*Task directions*
Provide the data again exactly, including every line that follows.

*Data entries*
============================================================

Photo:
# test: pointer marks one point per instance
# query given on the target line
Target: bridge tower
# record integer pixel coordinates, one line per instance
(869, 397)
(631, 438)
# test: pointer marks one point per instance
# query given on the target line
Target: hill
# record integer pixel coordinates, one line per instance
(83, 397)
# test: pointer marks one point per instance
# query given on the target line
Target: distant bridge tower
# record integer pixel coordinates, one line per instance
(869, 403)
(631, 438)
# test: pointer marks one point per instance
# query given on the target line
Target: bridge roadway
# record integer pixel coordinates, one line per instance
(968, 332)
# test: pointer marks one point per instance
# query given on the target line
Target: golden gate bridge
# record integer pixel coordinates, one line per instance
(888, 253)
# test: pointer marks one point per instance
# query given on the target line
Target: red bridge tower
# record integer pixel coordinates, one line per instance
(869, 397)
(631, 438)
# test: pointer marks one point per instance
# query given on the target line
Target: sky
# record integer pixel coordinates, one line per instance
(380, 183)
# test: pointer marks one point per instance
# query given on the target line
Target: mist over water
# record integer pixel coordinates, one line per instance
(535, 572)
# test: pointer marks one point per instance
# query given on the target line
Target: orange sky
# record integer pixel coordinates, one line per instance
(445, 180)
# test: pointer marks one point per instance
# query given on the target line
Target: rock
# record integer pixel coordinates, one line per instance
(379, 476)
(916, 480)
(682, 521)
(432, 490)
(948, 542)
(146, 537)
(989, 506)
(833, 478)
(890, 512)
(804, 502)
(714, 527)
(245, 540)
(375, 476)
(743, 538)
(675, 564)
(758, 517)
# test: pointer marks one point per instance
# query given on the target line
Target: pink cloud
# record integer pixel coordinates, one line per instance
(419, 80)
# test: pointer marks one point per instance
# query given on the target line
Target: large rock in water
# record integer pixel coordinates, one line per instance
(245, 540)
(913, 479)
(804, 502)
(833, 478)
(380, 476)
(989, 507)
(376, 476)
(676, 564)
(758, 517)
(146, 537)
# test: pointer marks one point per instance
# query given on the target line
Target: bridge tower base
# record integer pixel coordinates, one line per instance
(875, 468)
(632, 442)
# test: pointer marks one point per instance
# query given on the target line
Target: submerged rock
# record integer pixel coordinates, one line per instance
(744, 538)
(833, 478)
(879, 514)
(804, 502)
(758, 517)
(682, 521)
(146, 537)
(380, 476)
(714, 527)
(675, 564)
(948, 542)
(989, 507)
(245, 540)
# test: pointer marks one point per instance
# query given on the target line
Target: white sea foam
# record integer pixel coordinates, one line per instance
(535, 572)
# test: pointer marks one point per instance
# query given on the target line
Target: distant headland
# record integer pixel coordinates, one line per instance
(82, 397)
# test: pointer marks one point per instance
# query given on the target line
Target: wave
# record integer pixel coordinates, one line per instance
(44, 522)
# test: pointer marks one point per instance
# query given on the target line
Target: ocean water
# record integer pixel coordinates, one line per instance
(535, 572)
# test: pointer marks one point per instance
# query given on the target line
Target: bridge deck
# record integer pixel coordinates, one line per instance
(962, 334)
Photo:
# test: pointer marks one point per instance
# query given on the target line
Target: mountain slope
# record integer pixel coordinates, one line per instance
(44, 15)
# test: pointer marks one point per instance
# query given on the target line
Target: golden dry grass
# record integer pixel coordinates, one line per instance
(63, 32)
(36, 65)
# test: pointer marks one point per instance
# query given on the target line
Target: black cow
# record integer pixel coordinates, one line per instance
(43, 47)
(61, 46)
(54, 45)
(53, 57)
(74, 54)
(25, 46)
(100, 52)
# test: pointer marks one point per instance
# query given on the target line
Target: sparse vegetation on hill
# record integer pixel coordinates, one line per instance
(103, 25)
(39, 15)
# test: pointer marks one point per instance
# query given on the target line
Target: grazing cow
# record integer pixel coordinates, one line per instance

============================================================

*Task result*
Photo:
# test: pointer marks one point per instance
# query given on the target line
Target: bridge tower
# record integer pixel coordinates, one line per instance
(869, 397)
(631, 438)
# test: pointer marks one point per instance
# query given on the target line
Target: hill
# record integer pixel coordinates, one line per instance
(83, 397)
# test: pointer marks one point per instance
# query given on the target line
Target: distant bridge tower
# record integer pixel coordinates, one line per instance
(869, 403)
(631, 438)
# test: pointer marks one point per instance
# query given on the target line
Target: bridge roadway
# record integer pixel coordinates, one line per instance
(968, 332)
# test: pointer marks one point per instance
# query given on the target line
Target: golden gate bridge
# record integer pixel coordinates, one line per instance
(888, 253)
# test: pointer marks one point per instance
# query given on the target line
Target: red bridge tower
# record integer pixel coordinates, one line per instance
(869, 397)
(631, 438)
# test: pointer marks one point per instance
# query given on the target line
Target: sky
# record integer pixel coordinates, one line per instance
(380, 183)
# test: pointer marks one point per instance
# query given on the target line
Target: mist over water
# record integer pixel coordinates, one line per instance
(535, 572)
# test: pointer marks one point per instance
# query given on the target line
Target: orange sky
# record integer pixel coordinates, one line per instance
(445, 180)
# test: pointer marks one point per instance
# query given on the target line
Target: rock
# record integer pixel coordinates, one line per instance
(379, 476)
(916, 480)
(682, 521)
(432, 490)
(948, 542)
(146, 537)
(989, 506)
(833, 478)
(890, 512)
(804, 502)
(714, 527)
(245, 540)
(375, 476)
(743, 538)
(675, 564)
(758, 517)
# test: pointer marks one point per instance
# query given on the target line
Target: pink cloud
# record integer pixel coordinates, one line per instance
(419, 80)
# test: pointer marks one point per instance
# query given on the target line
Target: large rock in water
# record integer pixel coordinates, one line per instance
(245, 540)
(913, 479)
(804, 502)
(833, 478)
(380, 476)
(989, 507)
(376, 476)
(676, 564)
(758, 517)
(146, 537)
# test: pointer marks one point per instance
# query given on the target line
Target: bridge tower base
# record integer pixel coordinates, one line per instance
(875, 468)
(632, 442)
# test: pointer marks one point per instance
# query given on the target line
Target: submerged rock
# record integer pixel coordinates, one line per instance
(744, 538)
(833, 478)
(879, 514)
(804, 502)
(758, 517)
(682, 521)
(146, 537)
(380, 476)
(714, 527)
(675, 564)
(948, 542)
(989, 507)
(245, 540)
# test: pointer marks one point per instance
# query given on the target line
Target: white sea foam
# record integer pixel coordinates, one line per instance
(535, 572)
# test: pointer marks one point per instance
# query given on the target line
Target: distant headland
# record integer pixel coordinates, one line per instance
(82, 397)
# test: pointer marks one point per instance
# query given on the target line
Target: wave
# record integer pixel coordinates, one line per instance
(44, 522)
# test: pointer marks one point per instance
# query given on the target line
Target: ocean water
# record integer pixel coordinates, one line per instance
(535, 572)
# test: pointer marks one point per instance
# query given on the target line
Target: bridge deck
# record integer pixel coordinates, one line per instance
(962, 334)
Photo:
# test: pointer marks one point per instance
# query given on the target line
Target: mountain slope
# record integer pixel coordinates, one line per instance
(44, 15)
# test: pointer marks one point per instance
# query given on the target line
Target: golden dry grass
# record integer pixel coordinates, one line per instance
(63, 32)
(36, 65)
# test: pointer marks one point per instance
# query given on the target line
Target: black cow
# record integer pixel coordinates, one line per instance
(43, 47)
(61, 46)
(54, 45)
(53, 57)
(74, 54)
(25, 46)
(100, 52)
# test: pointer marks one point per instance
# query given on the target line
Target: sparse vegetation on hill
# record integer pixel coordinates, one line per instance
(103, 25)
(39, 15)
# test: pointer marks one point per instance
# query given on the target line
Target: grazing cow
# record integer pixel coordinates, one line per instance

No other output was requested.